— begin Supplied records —
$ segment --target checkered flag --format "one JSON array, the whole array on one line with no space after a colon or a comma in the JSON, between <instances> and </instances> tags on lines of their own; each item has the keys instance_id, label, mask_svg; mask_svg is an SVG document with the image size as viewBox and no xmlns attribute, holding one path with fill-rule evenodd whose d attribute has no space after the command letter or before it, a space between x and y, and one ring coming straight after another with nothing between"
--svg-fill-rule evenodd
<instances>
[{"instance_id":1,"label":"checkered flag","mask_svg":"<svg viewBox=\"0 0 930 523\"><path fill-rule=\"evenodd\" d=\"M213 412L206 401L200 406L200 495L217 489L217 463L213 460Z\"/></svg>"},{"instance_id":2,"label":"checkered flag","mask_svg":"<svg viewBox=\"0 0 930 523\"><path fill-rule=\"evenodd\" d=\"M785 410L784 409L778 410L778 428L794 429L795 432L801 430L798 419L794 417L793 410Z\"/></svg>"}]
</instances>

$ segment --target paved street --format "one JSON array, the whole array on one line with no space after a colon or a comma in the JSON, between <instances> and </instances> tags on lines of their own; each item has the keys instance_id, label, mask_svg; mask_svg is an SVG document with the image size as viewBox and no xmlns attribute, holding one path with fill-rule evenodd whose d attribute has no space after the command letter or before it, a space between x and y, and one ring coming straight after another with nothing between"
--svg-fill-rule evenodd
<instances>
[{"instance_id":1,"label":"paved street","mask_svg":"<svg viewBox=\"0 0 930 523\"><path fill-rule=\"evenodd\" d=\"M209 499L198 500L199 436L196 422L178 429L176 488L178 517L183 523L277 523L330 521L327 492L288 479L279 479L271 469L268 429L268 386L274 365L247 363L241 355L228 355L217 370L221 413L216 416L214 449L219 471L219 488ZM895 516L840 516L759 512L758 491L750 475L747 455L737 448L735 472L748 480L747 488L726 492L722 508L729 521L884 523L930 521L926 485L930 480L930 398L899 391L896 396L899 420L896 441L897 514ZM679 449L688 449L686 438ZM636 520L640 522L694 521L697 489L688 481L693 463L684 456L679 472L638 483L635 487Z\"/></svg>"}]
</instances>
— end Supplied records —
## The request
Arrange all the data above as a numbered list with one line per item, leaving out the blank lines.

## Solution to the exercise
1. $ segment --target checkered flag --format "one JSON array, the whole array on one line with no space after a colon or a comma in the JSON, between <instances> and </instances> tags on lines of their own; each item has the keys instance_id, label, mask_svg; mask_svg is an SVG document with the image size as viewBox and no xmlns attribute, holding one path with fill-rule evenodd whose d attribute has no space after the command letter or before it, a space between x and y, and one ring coming straight after another with nothing between"
2. --svg-fill-rule evenodd
3. <instances>
4. [{"instance_id":1,"label":"checkered flag","mask_svg":"<svg viewBox=\"0 0 930 523\"><path fill-rule=\"evenodd\" d=\"M213 412L206 401L200 406L200 495L217 489L217 463L213 460Z\"/></svg>"},{"instance_id":2,"label":"checkered flag","mask_svg":"<svg viewBox=\"0 0 930 523\"><path fill-rule=\"evenodd\" d=\"M785 410L784 409L778 410L778 428L794 429L795 432L801 430L798 419L794 417L793 410Z\"/></svg>"}]
5. </instances>
6. $ segment --target paved street --format "one JSON array, the whole array on one line with no space after a colon or a comma in the JSON, between <instances> and </instances> tags on lines of their own; each item has the keys instance_id, label, mask_svg; mask_svg is an SVG document with the image size as viewBox and no xmlns attribute, holding one path with fill-rule evenodd whose d attribute has no space after the command letter or before it, a space between x and y, and one ring coming straight after another with nothing between"
7. --svg-fill-rule evenodd
8. <instances>
9. [{"instance_id":1,"label":"paved street","mask_svg":"<svg viewBox=\"0 0 930 523\"><path fill-rule=\"evenodd\" d=\"M209 499L198 500L199 436L196 422L178 429L176 488L178 517L183 523L277 523L330 521L327 492L288 479L279 479L271 469L268 429L268 386L274 365L247 363L241 355L228 355L217 370L221 413L216 416L214 449L219 471L219 488ZM895 516L840 516L759 512L758 491L750 475L747 455L737 448L735 472L748 480L747 488L726 492L722 508L729 521L884 523L930 521L926 485L930 480L930 398L899 391L896 396L899 420L896 441L897 514ZM679 449L688 449L686 438ZM636 520L640 522L694 521L697 489L688 481L693 463L684 456L679 472L638 483L635 487Z\"/></svg>"}]
10. </instances>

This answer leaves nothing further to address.